● Directive: Count the rows below that contain the string "wall", matching case exactly. Reply with the number alone.

* * * * * * * * *

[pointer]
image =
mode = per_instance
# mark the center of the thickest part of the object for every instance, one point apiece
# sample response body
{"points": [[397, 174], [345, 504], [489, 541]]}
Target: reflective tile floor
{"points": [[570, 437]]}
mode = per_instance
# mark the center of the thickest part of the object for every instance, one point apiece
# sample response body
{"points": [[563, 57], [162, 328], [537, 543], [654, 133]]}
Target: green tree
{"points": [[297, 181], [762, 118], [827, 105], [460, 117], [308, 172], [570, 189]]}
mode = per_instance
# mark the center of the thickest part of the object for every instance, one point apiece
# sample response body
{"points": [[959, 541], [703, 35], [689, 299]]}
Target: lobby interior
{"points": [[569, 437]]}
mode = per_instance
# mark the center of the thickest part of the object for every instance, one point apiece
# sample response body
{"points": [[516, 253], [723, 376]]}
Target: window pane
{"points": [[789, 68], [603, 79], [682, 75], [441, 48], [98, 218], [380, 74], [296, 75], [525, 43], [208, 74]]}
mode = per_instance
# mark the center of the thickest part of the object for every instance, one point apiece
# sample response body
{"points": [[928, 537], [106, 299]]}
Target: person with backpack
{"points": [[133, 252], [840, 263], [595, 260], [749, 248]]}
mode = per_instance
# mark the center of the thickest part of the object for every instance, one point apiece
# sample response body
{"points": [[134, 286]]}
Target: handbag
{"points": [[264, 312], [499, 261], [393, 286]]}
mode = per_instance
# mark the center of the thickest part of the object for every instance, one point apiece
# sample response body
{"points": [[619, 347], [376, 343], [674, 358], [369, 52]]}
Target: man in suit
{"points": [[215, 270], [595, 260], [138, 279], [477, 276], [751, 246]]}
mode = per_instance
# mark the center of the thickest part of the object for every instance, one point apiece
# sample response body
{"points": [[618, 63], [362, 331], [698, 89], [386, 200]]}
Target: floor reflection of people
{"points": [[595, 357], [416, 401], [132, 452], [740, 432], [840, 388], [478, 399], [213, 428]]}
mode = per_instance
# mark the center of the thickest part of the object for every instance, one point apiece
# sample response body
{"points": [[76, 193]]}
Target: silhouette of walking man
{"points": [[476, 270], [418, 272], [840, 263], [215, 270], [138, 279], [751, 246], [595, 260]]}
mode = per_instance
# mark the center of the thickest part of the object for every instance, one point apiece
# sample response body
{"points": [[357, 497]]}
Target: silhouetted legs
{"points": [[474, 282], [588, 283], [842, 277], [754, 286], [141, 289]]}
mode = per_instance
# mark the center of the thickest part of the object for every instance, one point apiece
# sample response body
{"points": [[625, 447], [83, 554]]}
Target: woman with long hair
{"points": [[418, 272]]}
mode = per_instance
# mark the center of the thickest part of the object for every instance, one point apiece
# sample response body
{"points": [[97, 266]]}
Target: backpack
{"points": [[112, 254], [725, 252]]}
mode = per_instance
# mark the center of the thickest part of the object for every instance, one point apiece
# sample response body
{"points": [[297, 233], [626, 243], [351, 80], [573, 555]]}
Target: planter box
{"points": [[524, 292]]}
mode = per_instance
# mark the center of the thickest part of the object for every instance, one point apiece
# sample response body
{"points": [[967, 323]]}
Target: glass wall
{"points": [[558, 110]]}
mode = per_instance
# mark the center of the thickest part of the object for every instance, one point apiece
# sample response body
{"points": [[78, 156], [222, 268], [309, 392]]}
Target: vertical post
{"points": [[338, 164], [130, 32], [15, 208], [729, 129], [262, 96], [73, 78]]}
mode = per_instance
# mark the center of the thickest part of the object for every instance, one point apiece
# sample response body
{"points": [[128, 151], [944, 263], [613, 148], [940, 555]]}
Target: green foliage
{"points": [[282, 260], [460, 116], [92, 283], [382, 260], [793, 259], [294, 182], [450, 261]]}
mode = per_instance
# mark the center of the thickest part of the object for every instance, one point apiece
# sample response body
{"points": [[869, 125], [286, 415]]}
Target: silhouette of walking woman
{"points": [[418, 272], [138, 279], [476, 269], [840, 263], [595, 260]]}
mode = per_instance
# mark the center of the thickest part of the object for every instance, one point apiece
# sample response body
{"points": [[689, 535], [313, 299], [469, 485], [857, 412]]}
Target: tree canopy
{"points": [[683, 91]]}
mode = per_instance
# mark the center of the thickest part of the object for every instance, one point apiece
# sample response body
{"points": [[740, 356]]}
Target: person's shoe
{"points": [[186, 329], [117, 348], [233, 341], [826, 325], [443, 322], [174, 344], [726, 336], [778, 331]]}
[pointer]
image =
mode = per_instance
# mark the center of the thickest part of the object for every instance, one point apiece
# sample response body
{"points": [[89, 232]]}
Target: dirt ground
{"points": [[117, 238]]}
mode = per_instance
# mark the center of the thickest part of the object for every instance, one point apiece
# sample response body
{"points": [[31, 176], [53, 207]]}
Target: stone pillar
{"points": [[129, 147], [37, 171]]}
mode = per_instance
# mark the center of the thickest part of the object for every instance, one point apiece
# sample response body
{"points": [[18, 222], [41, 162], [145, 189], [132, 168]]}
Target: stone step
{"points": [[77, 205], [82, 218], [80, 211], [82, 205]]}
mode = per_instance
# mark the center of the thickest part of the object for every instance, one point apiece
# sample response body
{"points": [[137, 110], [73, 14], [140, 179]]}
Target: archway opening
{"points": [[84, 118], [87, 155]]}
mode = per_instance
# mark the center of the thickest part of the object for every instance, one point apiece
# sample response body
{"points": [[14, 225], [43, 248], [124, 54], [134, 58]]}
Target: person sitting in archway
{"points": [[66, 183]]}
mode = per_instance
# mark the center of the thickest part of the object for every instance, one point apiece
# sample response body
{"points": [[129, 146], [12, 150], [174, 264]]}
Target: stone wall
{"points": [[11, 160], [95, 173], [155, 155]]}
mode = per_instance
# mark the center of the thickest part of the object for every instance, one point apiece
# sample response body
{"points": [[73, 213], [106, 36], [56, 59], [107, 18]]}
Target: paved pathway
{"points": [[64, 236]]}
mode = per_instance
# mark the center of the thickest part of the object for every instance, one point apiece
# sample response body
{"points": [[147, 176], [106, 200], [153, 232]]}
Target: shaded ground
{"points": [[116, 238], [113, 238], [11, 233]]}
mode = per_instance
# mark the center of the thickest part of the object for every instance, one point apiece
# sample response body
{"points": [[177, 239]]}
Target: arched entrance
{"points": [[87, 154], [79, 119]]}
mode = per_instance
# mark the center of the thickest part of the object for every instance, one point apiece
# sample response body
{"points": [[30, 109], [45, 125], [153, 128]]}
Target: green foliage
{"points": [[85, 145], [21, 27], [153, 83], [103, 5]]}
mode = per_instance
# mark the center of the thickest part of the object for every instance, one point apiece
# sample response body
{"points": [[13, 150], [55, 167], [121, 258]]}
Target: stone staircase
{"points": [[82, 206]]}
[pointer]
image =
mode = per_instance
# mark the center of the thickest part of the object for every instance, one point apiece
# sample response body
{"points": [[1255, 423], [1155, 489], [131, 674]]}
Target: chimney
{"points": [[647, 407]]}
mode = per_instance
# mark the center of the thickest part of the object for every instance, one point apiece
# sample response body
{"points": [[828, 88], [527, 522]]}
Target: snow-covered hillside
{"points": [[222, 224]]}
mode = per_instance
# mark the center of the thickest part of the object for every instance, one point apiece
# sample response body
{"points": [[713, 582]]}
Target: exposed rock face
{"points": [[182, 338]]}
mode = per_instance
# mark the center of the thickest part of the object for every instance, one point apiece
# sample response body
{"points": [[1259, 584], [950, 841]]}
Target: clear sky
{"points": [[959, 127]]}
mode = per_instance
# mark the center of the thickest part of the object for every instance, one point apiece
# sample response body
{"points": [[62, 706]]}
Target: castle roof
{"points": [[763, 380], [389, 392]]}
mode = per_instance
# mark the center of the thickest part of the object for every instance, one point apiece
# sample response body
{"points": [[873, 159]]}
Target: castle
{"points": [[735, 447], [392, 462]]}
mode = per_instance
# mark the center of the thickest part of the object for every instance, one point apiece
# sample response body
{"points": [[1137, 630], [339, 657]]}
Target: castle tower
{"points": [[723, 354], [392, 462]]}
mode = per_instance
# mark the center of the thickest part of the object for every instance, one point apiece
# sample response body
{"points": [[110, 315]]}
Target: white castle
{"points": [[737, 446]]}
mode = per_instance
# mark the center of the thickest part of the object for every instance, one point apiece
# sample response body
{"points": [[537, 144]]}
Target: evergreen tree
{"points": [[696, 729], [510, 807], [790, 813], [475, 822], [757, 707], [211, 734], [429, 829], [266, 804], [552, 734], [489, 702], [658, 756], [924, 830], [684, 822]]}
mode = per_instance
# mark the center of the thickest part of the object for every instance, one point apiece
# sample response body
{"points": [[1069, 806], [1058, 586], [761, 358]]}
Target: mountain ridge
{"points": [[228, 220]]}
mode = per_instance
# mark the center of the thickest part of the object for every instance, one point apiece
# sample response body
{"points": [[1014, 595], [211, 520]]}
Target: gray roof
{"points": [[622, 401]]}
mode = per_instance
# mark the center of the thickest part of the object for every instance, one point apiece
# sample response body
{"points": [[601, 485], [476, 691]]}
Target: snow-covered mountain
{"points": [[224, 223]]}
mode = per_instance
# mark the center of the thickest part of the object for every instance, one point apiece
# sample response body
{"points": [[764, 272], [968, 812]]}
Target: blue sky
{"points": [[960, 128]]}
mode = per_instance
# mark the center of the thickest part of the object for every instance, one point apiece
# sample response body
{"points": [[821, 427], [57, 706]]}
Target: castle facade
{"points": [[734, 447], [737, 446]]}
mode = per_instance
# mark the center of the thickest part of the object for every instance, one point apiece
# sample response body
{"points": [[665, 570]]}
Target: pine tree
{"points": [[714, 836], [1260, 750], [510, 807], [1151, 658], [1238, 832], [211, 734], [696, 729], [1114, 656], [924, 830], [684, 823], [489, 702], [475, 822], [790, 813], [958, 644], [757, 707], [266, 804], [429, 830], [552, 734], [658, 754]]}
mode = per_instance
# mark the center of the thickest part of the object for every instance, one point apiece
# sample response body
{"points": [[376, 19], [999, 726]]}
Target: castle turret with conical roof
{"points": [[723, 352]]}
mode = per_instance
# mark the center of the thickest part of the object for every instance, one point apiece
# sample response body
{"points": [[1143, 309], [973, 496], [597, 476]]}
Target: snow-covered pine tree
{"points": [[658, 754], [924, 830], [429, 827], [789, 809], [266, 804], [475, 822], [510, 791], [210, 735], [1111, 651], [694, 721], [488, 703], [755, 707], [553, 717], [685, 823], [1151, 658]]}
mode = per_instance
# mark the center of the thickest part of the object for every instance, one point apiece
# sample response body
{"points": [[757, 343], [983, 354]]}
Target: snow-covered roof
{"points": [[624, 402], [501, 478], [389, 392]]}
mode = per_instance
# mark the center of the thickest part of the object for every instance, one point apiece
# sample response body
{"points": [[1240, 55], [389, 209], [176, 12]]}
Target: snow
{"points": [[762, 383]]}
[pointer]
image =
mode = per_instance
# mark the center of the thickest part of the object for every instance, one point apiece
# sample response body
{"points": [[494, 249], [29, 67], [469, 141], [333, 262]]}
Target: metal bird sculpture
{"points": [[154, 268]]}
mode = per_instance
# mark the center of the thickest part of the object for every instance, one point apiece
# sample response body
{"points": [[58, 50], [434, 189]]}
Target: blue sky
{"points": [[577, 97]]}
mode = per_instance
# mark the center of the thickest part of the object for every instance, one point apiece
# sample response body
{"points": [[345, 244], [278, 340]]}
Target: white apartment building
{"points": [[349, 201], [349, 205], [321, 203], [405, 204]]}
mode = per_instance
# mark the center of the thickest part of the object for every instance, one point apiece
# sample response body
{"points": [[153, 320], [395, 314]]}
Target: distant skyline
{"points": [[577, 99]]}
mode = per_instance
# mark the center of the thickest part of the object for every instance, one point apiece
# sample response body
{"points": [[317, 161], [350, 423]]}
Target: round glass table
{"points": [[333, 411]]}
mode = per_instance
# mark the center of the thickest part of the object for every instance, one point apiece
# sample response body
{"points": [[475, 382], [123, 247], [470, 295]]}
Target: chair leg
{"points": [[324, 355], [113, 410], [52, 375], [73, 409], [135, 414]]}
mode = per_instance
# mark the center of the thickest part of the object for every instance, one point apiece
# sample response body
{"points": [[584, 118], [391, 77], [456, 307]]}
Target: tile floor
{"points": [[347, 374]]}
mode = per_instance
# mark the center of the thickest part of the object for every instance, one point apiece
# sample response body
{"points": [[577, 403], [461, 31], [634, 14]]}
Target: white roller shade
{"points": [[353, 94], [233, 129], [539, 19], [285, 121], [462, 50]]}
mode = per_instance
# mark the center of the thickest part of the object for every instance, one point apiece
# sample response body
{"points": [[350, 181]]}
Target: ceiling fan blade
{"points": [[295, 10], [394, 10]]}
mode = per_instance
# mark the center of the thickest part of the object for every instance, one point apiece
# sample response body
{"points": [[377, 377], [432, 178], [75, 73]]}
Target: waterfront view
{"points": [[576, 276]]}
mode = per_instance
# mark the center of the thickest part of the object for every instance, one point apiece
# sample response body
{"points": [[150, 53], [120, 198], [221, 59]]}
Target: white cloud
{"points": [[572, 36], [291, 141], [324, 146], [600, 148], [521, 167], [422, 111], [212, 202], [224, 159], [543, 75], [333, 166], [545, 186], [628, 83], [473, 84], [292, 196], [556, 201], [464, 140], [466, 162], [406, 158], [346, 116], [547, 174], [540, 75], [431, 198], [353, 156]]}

* * * * * * * * *

● Solution to the exercise: 2